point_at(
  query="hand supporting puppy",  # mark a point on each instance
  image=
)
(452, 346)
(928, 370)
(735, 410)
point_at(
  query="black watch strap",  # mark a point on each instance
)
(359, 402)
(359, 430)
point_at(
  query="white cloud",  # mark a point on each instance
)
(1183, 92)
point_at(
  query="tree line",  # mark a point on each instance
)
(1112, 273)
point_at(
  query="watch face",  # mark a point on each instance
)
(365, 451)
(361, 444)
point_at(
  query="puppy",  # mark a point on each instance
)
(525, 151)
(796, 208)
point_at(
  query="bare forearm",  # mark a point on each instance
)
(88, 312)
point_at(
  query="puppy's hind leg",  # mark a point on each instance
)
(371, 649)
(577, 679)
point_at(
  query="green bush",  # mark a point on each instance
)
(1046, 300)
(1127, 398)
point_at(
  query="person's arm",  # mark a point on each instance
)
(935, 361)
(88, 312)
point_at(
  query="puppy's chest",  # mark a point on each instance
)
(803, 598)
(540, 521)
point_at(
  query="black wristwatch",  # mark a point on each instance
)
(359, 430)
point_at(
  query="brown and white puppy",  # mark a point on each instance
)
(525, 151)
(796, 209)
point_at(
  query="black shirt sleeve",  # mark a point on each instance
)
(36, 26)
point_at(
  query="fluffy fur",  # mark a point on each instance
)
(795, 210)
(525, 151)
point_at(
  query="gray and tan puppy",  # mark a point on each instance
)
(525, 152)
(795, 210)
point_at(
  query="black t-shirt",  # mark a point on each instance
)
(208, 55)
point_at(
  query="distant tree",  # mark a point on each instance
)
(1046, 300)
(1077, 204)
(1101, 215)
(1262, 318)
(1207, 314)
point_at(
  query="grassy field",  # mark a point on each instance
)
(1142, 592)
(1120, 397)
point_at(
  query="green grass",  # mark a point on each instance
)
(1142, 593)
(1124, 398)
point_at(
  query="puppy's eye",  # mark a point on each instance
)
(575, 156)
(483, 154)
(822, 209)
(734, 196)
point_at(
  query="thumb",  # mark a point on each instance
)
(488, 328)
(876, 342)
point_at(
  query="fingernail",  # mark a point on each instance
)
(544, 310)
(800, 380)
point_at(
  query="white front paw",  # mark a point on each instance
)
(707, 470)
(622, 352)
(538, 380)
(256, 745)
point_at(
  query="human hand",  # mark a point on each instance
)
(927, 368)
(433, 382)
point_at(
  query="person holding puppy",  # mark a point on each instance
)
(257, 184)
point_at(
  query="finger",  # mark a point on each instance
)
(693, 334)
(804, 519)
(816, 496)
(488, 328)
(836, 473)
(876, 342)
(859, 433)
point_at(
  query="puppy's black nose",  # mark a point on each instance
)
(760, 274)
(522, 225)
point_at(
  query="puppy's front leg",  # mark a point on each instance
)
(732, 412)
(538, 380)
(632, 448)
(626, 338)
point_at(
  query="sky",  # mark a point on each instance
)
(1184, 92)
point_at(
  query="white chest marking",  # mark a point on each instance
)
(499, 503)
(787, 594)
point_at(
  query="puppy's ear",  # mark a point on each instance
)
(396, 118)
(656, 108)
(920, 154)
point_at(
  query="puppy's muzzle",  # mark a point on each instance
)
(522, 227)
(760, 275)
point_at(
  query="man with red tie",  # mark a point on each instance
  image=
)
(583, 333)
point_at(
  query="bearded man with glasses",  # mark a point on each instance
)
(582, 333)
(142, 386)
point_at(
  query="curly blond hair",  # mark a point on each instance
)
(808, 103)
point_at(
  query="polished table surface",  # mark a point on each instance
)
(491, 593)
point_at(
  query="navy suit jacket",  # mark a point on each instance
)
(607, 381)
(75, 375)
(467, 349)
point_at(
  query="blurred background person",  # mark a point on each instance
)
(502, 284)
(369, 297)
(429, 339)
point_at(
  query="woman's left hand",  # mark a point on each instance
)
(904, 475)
○ ○ ○ ○ ○ ○ ○
--- Exercise prompt ---
Repeat all of the records above exactly as written.

--- Answer to this task ---
point_at(
  query="hand supporting puppy",  # mark a point on each instance
  image=
)
(452, 346)
(928, 370)
(735, 410)
point_at(
  query="black watch strap",  # mark a point on each instance
)
(359, 402)
(359, 430)
point_at(
  query="white cloud",  # mark a point on each instance
)
(1183, 92)
point_at(
  query="tree line",  # mark a point on each instance
)
(1112, 273)
point_at(
  query="watch face",  # mark a point on each instance
)
(365, 451)
(361, 444)
point_at(
  query="puppy",  # mark a point on each instance
)
(525, 151)
(796, 208)
point_at(
  query="bare forearm",  # mark a point on each instance
)
(88, 312)
point_at(
  query="puppy's hind leg",  # mark a point on each instance
)
(371, 649)
(577, 679)
point_at(
  query="green bush",  # mark a point on each instance
)
(1046, 300)
(1127, 398)
point_at(
  query="person's arm",  # mark a point on each instance
)
(935, 361)
(88, 312)
point_at(
  query="puppy's chest",  # mark a point on each instance
)
(803, 598)
(540, 521)
point_at(
  query="black wristwatch",  # mark a point on each instance
)
(359, 430)
point_at(
  query="brown and white puppy",  # mark a point on each instance
)
(525, 151)
(796, 209)
point_at(
  query="black shirt sleeve",  # mark a point on each instance
)
(36, 26)
point_at(
  query="fluffy fur",  # mark a point on each instance
)
(795, 210)
(525, 151)
point_at(
  query="gray and tan puppy",  # mark a point on each instance
)
(525, 152)
(795, 210)
point_at(
  query="black t-shirt",  # mark a point on each instance
)
(208, 55)
point_at(
  query="distant tree",  # mark a point on each instance
)
(1046, 300)
(1077, 204)
(1101, 215)
(1262, 318)
(1207, 314)
point_at(
  query="grassy field",  # mark a point on each instance
)
(1142, 592)
(1120, 397)
point_at(
  query="green grass",  # mark a point on each instance
)
(1142, 593)
(1124, 398)
point_at(
  query="puppy's eye",  # mark a point on each instance
)
(575, 156)
(483, 154)
(822, 209)
(734, 196)
point_at(
  query="thumb",  # mark a point on each instance
)
(488, 328)
(876, 342)
point_at(
  query="fingernail",  # mark a point on each instance
)
(544, 310)
(800, 380)
point_at(
  query="white front paw",  # mark a point on each instance
)
(707, 470)
(622, 352)
(538, 380)
(256, 745)
point_at(
  query="human hand",  # mark a point on each instance
)
(927, 368)
(433, 382)
point_at(
  query="person holding puppy",  # mark a point on each instance
)
(257, 184)
point_at(
  query="finger",  # mark a point on each instance
)
(693, 334)
(804, 519)
(816, 496)
(488, 328)
(836, 473)
(876, 342)
(859, 433)
point_at(
  query="puppy's black nose",  # mark a point on each instance
)
(760, 274)
(522, 225)
point_at(
  query="puppy's front leg",  # mark a point on each instance
)
(732, 412)
(538, 380)
(632, 448)
(626, 338)
point_at(
  query="sky",  # mark a point on each instance
)
(1184, 92)
point_at(
  query="white chest marking",  # mark a point on each instance
)
(499, 503)
(787, 594)
point_at(
  query="puppy's ear",  # mark a point on each instance
)
(396, 118)
(656, 108)
(920, 154)
point_at(
  query="puppy's muzzle",  # mark a point on each instance
)
(522, 227)
(760, 275)
point_at(
  query="man with red tie",  # mark a point on each instance
  image=
)
(583, 333)
point_at(
  query="bearded man with glasses",  # mark a point on each instance
)
(582, 333)
(142, 386)
point_at(
  query="curly blond hair",  # mark a point on each instance
)
(808, 103)
point_at(
  query="polished table surface",  # mark a point on each instance
)
(491, 593)
point_at(
  query="navy suit jacket",  # mark a point on each instance
)
(607, 381)
(75, 375)
(467, 349)
point_at(
  query="blurred background person",  # mark a point on each instance
)
(502, 284)
(369, 297)
(429, 339)
point_at(
  query="woman's left hand",  # mark a point on each instance
)
(904, 475)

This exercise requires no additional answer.